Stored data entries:
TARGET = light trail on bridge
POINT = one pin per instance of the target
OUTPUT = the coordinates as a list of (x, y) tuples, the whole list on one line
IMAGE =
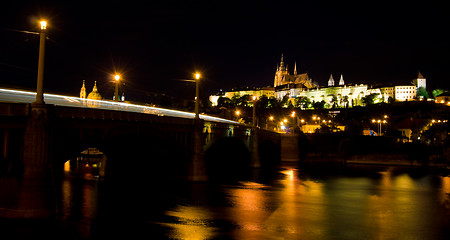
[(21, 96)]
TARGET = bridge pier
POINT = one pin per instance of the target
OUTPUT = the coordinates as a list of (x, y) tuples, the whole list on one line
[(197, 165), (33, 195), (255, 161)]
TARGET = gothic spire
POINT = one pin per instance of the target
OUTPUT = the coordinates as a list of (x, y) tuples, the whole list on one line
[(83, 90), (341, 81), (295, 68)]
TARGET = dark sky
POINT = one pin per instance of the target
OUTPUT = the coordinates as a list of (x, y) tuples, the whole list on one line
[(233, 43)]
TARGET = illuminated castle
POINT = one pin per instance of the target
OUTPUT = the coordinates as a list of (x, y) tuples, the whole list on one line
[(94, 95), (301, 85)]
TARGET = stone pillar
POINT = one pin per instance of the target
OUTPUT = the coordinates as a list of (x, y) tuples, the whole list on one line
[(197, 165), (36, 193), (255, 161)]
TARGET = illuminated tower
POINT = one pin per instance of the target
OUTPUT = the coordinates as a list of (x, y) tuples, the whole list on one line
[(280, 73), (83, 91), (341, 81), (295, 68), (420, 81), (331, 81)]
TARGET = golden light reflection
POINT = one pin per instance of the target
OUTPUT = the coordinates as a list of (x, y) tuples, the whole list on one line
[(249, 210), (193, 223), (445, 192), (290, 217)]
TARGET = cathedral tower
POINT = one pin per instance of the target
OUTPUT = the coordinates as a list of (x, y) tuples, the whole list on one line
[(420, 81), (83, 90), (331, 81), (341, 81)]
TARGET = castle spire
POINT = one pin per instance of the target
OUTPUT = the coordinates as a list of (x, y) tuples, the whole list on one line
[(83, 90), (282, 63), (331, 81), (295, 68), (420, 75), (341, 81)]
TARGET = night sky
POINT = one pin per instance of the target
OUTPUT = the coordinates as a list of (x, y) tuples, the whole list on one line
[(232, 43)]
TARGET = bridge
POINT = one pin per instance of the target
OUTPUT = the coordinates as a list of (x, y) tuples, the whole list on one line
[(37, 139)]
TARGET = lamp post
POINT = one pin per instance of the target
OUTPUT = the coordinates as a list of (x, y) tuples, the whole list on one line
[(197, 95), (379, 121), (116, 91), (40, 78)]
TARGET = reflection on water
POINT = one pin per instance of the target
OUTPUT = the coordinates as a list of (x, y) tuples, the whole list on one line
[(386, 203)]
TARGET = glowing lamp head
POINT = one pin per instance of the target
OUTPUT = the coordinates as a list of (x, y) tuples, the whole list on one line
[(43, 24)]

...

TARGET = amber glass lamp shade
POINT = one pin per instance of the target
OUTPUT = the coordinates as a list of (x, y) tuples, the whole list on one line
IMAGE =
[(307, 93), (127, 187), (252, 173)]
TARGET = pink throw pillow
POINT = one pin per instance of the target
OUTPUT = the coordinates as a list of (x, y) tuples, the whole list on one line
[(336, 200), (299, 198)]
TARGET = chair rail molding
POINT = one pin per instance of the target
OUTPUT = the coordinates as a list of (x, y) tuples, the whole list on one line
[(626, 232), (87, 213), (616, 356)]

Required work
Copy out the lines running from the line with "TARGET = castle spire" to the line with "[(232, 43)]", including both ends and the requests, and shift every coordinate number in the answers up by 72.

Result
TARGET = castle spire
POINT = one pin per instance of the target
OUTPUT = the coordinates as a list of (x, y) tuples, the whole list on one line
[(155, 162), (354, 135), (403, 153), (367, 140), (492, 147), (413, 153)]
TARGET = night sky
POINT = one pin per instance of the target
OUTPUT = the coordinates as a list of (x, y) tuples, the whole list on one line
[(304, 115)]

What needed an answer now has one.